_WHAT YOU NEED TO DO:_ Output the entries verbatim, including every line.

··········

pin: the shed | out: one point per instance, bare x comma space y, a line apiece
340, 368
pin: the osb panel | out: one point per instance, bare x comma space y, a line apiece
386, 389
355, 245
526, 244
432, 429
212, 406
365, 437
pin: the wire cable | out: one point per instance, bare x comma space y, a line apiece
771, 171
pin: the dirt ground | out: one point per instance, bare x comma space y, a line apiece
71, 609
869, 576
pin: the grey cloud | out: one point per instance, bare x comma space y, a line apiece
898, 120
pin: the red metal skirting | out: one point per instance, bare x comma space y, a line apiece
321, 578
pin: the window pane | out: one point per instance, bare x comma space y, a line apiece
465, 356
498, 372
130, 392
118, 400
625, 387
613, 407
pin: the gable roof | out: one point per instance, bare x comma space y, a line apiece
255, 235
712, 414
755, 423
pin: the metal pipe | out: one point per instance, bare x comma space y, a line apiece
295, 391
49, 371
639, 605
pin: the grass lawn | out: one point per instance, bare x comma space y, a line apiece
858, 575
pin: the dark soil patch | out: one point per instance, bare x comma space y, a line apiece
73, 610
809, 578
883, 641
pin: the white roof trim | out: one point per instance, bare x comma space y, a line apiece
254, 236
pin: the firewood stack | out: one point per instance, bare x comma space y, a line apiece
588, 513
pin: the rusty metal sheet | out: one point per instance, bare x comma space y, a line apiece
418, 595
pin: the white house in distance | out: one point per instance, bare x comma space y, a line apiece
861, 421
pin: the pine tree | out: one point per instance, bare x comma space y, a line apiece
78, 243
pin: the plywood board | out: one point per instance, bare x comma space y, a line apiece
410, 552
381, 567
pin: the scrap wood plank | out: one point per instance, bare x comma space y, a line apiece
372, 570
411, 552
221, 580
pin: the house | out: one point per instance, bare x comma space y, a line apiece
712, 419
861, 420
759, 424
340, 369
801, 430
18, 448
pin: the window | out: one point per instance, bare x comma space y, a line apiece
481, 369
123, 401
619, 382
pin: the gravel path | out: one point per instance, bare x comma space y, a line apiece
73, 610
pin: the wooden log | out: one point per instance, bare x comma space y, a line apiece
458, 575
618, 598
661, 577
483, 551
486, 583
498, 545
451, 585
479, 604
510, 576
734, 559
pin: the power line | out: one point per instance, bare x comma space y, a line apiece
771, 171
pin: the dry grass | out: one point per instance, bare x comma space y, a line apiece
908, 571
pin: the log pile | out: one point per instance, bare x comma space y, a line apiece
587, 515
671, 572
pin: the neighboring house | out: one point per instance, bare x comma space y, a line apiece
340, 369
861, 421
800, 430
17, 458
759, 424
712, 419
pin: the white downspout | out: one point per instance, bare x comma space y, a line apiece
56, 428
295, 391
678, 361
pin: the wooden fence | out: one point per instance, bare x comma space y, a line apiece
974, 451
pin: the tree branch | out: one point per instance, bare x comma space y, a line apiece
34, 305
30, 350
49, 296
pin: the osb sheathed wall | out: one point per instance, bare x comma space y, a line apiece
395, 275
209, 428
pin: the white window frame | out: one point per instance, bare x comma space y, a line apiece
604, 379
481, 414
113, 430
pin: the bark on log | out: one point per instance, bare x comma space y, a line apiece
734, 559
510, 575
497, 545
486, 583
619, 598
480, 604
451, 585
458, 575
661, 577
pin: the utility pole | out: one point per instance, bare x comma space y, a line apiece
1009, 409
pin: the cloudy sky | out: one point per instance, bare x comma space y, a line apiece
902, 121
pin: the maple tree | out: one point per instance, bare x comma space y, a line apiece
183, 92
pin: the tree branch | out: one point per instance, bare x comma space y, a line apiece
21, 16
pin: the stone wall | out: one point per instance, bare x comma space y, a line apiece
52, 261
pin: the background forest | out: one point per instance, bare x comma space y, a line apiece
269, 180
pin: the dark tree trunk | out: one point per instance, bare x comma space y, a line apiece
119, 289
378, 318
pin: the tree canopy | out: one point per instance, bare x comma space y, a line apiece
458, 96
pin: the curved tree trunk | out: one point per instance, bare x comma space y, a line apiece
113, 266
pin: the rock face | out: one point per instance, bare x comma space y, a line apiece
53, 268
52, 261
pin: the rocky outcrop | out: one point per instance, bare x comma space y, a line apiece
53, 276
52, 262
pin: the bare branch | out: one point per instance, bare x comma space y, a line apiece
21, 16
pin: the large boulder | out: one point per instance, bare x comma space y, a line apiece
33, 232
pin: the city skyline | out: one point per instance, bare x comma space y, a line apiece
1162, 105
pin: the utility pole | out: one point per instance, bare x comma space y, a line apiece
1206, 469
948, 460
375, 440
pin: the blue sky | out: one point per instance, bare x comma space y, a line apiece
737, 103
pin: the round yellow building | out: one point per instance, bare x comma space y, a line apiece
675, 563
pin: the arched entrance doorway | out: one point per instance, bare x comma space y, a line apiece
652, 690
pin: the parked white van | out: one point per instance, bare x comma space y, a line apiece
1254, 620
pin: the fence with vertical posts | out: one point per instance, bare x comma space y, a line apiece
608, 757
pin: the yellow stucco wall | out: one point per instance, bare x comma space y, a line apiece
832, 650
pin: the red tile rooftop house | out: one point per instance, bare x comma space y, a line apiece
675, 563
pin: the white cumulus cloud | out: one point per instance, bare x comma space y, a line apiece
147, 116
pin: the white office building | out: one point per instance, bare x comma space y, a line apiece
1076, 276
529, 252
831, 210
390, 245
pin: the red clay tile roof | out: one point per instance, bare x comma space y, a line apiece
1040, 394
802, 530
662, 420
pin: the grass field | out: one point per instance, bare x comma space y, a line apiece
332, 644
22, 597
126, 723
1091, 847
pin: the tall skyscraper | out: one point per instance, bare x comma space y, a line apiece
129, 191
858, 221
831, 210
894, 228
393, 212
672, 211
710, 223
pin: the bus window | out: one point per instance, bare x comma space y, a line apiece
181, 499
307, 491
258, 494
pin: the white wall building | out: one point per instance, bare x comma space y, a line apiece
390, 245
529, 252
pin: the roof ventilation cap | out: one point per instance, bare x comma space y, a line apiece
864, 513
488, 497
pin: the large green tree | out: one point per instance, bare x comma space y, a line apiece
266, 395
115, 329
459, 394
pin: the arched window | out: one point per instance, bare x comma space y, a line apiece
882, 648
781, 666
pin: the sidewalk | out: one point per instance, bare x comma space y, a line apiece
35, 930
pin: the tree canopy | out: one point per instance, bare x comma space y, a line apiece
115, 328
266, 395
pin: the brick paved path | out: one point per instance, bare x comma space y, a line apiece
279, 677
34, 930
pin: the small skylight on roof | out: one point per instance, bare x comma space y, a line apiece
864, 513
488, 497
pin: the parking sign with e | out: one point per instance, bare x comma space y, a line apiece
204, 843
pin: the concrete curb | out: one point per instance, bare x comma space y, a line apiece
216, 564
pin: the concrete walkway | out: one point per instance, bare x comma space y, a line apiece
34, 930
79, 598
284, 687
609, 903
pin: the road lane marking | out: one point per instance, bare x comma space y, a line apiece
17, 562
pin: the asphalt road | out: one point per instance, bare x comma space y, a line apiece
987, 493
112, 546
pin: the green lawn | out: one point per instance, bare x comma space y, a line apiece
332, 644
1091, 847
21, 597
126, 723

··········

_TASK RESULT:_
pin: the shed | out: one point per instance, bare x comma space y, a line apiece
340, 368
pin: the osb panel | out: one point per instance, bare x comma space y, a line apiece
386, 389
355, 245
526, 244
432, 429
212, 406
365, 437
pin: the wire cable | out: one point per instance, bare x comma space y, a line apiece
771, 171
pin: the dirt ground | out: one point per instance, bare x comma space y, a line apiece
71, 609
869, 576
pin: the grey cloud | out: one point per instance, bare x comma space y, a line apiece
898, 120
pin: the red metal skirting | out: one point per instance, bare x comma space y, a line apiece
321, 578
pin: the window pane | out: one point per instance, bare x comma space y, a line apiece
465, 356
498, 372
130, 392
118, 400
625, 387
613, 407
pin: the gable roof | out: one point per instance, bare x comma space y, a line apiece
255, 235
712, 414
755, 423
pin: the metal pipe | out: one point per instance, bare x comma space y, a line apiece
295, 391
49, 371
639, 605
pin: the grass lawn | out: one point per instance, bare x comma space y, a line apiece
858, 575
pin: the dark soil patch | out: one point per instance, bare x comma space y, a line apiece
73, 610
809, 578
883, 641
pin: the white roof trim | out: one point per instance, bare x comma space y, a line apiece
254, 236
pin: the firewood stack | out: one point per instance, bare x comma space y, a line apiece
588, 513
pin: the rusty metal sheet | out: one point per instance, bare x comma space y, a line apiece
418, 595
pin: the white house in distance | out: one point per instance, bare x comma space y, a line apiece
861, 421
pin: the pine tree | out: one point per instance, bare x comma space y, a line apiece
78, 243
pin: the plywood board | out: one point per instance, bare x comma space y, a line apiece
410, 552
381, 567
pin: the scrap wood plank | out: one point per instance, bare x comma space y, a line apiece
372, 570
411, 552
221, 580
pin: the house | out: one point per instance, bare x comma space y, a line apiece
712, 419
861, 420
759, 424
340, 369
801, 430
18, 448
pin: the window | out: one point per instance, bare x comma space y, a line apiece
481, 369
123, 401
619, 382
pin: the gravel path | out: one point per instance, bare x comma space y, a line apiece
73, 610
pin: the wooden log | out: one point per instance, bare x comma space y, a line apiece
458, 575
618, 598
661, 577
483, 551
486, 583
498, 545
451, 585
479, 604
510, 576
734, 559
pin: the power line | out: one point per instance, bare x comma space y, a line apiece
771, 171
pin: the dry grass | out: one point per instance, bare x comma space y, a line apiece
908, 571
pin: the log pile | out: one point per instance, bare x comma space y, a line apiece
587, 515
671, 572
pin: the neighboring house | out: one point per instance, bare x comma space y, a line apiece
340, 369
861, 421
800, 430
17, 458
759, 424
712, 419
pin: the white downspout | out: one point per instance, bare x comma space y, a line apiece
56, 428
295, 391
678, 361
pin: the wooden fence | out: one point per instance, bare x comma space y, a line apiece
974, 451
pin: the tree branch | out: one point per instance, bare x comma space y, a line apiece
34, 305
30, 350
49, 296
pin: the osb sheathed wall | out: one point per instance, bare x comma space y, a line apiece
395, 275
209, 428
pin: the white window frame | out: one point per instance, bare x comma space y, a line apiece
604, 379
481, 414
113, 430
pin: the bark on log | out: one point per instance, bare x comma space y, a line apiece
734, 559
510, 575
497, 545
486, 583
619, 598
480, 604
451, 585
458, 575
661, 577
pin: the utility pole | out: one point per instance, bare x comma space y, a line apiece
1009, 409
pin: the cloudy sky | out: one point per instance, bare x comma space y, a line apiece
902, 121
pin: the maple tree | out: one point per instance, bare x comma space y, a line apiece
183, 92
pin: the tree branch | out: one point per instance, bare x comma space y, a line apiece
21, 16
pin: the stone wall | out: one point per instance, bare x comma space y, a line apiece
52, 261
pin: the background forest | out: one point per instance, bare x comma space y, a line apiece
269, 180
pin: the dark tree trunk | out: one point per instance, bare x comma space y, a line apiece
119, 289
378, 318
pin: the tree canopy | out: one point per instance, bare x comma space y, a line apiece
458, 96
pin: the curved tree trunk | out: one point per instance, bare x comma space y, a line apiece
113, 266
pin: the rock face | out: one point per instance, bare x comma space y, a line apiece
53, 268
52, 261
pin: the rocky outcrop | out: one point per instance, bare x comma space y, a line apiece
53, 276
52, 262
pin: the bare branch | out: one point per instance, bare x comma space y, a line apiece
21, 16
pin: the large boulder | out: one point per instance, bare x comma space y, a line apiece
33, 232
pin: the city skyline | out: one point per instance, bare x comma space y, a line apiece
1162, 105
pin: the utility pole | out: one point per instance, bare x comma space y, a line apiece
1206, 469
948, 460
375, 440
pin: the blue sky | out: one point per instance, bare x comma space y, a line apiece
737, 103
pin: the round yellow building | out: one point per instance, bare x comma space y, a line apiece
675, 563
pin: the arched entrance doorway | out: one point per instance, bare x comma space y, a line apiece
652, 690
pin: the parked white van | out: one point per instance, bare x comma space y, a line apiece
1254, 620
pin: the fence with vertical posts | out: one point per instance, bare x comma space y, a line apiece
608, 757
pin: the yellow stucco wall | out: one point per instance, bare x comma space y, a line apiece
832, 650
pin: the red tile rooftop house | out: one point per instance, bare x comma space y, a line apiece
675, 563
pin: the white cumulus cloud | out: one point per instance, bare x comma space y, a line apiece
147, 116
pin: the white office building | out: one point per instance, bare x comma space y, a line apiece
1076, 276
529, 252
831, 210
390, 245
pin: the red clay tile roof | out: one point per instance, bare x comma space y, a line apiece
1040, 394
802, 530
662, 420
pin: the grass field | out: one point per instance, bare x comma space y, a line apiece
332, 644
22, 597
126, 723
1091, 847
pin: the tall skyscraper | out: one point per instance, bare x comma space y, a line apiece
129, 191
858, 221
831, 210
894, 228
393, 212
672, 211
710, 223
pin: the bus window | out: one point per instance, bare x comma space y, a line apiece
181, 499
307, 491
258, 494
pin: the white wall building | out: one point per instance, bare x comma space y, a line apiece
390, 245
529, 252
pin: the roof ventilation cap | out: one point per instance, bare x comma space y, a line apiece
864, 513
488, 497
pin: the large green tree | out: one point per instance, bare x comma space y, a line apiece
266, 395
115, 329
459, 394
pin: the arched window | out: one point per instance, bare x comma space y, a line apiece
882, 648
781, 666
pin: the sidewalk | out: one point per instance, bare x comma space y, a line apiece
35, 930
pin: the tree canopy | out: one point per instance, bare x comma space y, a line apiece
115, 328
266, 395
pin: the brick paved path | out: one point per instance, bare x comma space y, a line apiece
279, 677
34, 930
pin: the small skylight on roof | out: one point per instance, bare x comma space y, a line apiece
864, 513
488, 497
pin: the parking sign with e | out: one point per instance, bare x comma space y, a line apiece
204, 843
pin: the concrete curb | out: one point per instance, bare x comma space y, a line apiece
216, 564
pin: the concrete walkway | out: one point per instance, bare x comma space y, a line apiece
34, 930
79, 598
284, 687
609, 903
pin: the road lane marking | out: one point per instance, bare x comma space y, a line apiece
17, 562
pin: the asphalt road | out: one point per instance, bare x comma space y, a line apiece
987, 493
112, 546
pin: the green lawn | out: one point per instance, bare x comma space y, a line apiece
332, 644
1091, 847
21, 597
126, 723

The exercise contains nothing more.